[START Reading passage]

Feminist fury amid unbridled violence
Illustration of women embroidering a banner that says "the militarized state is patriarchal culture," © @PazConNadie.
Opinion • Raquel Gutiérrez Aguilar • March 7, 2025 • Leer en castellano
On March 8, International Women's Day, we’ll return to the streets to condemn the multiple forms of violence that rage against our bodies. We’ll come together to continue to forge justice, a process at once uncomfortable and life-affirming. And together, we’ll take the time to feel our collective strength.
The old world is dying. The patriarchal, capitalist and neocolonial structures that have governed individual nation states and the international order over previous decades have ruptured.
A group of male millionaires, many old and some younger, is destabilizing the old scaffolding. They are interested only in increasing their holdings and profits. In order to do so, they can draw on immense military power.
Let’s call this group of conmen, who are intensifying the war against women, against gender dissidents and migrants, against territories and against minimum material guarantees for the conditions of social reproduction, the “chainsaw gang,” after the phallic instrument they wave around as a sign of their contempt for life, for rights, for women and for dissidents. The chainsaw gang is pathetic, ridiculous and, unfortunately, very dangerous.

[END Reading passage]
[START Dataset content]

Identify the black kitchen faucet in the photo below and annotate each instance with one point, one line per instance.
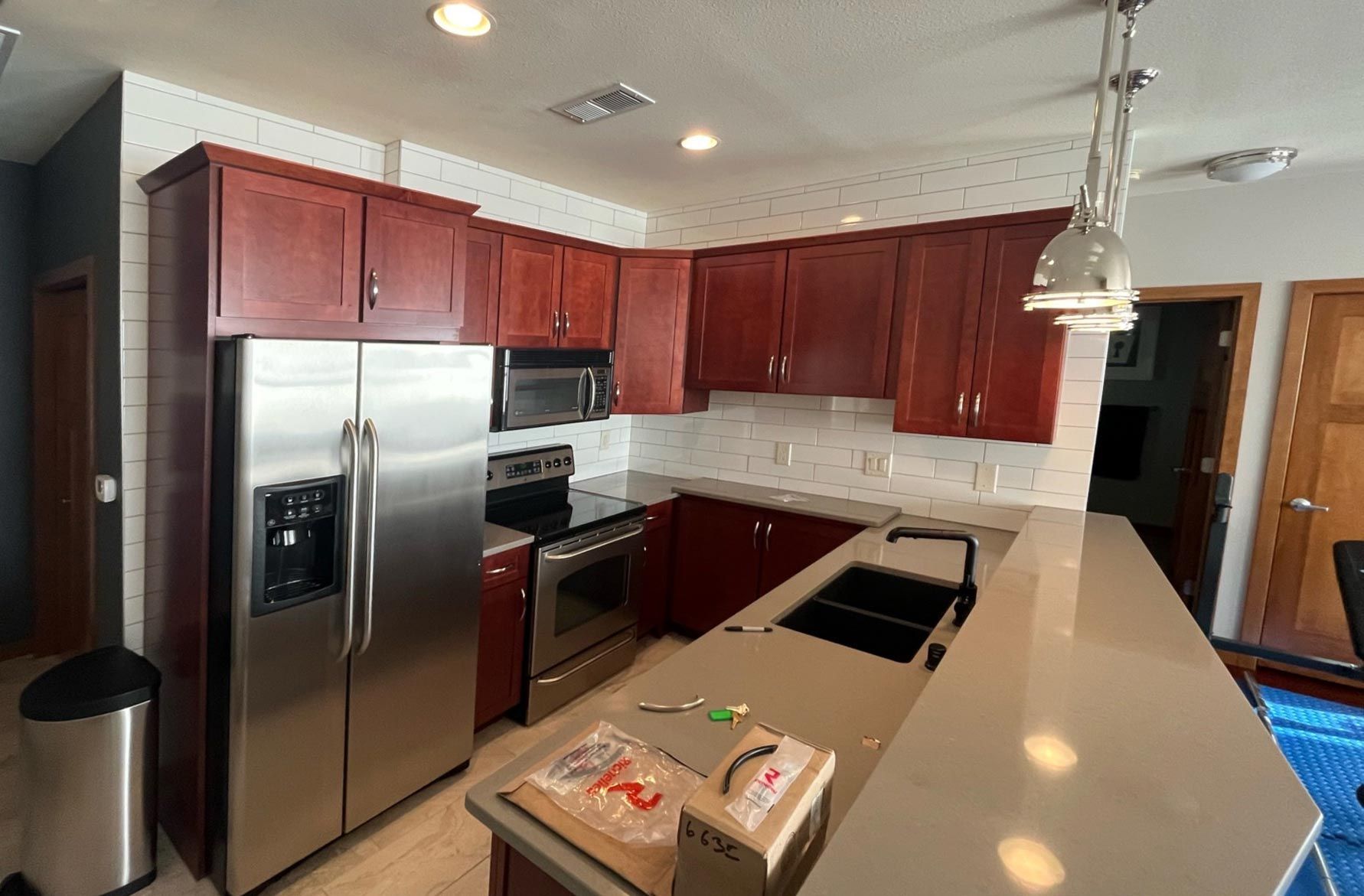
(966, 591)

[END Dataset content]

- **Instruction**
Can you copy word for word the passage of the opinion piece on feminist fury above, starting with "A group of male" and going on through "immense military power."?

- **Output for this exercise**
A group of male millionaires, many old and some younger, is destabilizing the old scaffolding. They are interested only in increasing their holdings and profits. In order to do so, they can draw on immense military power.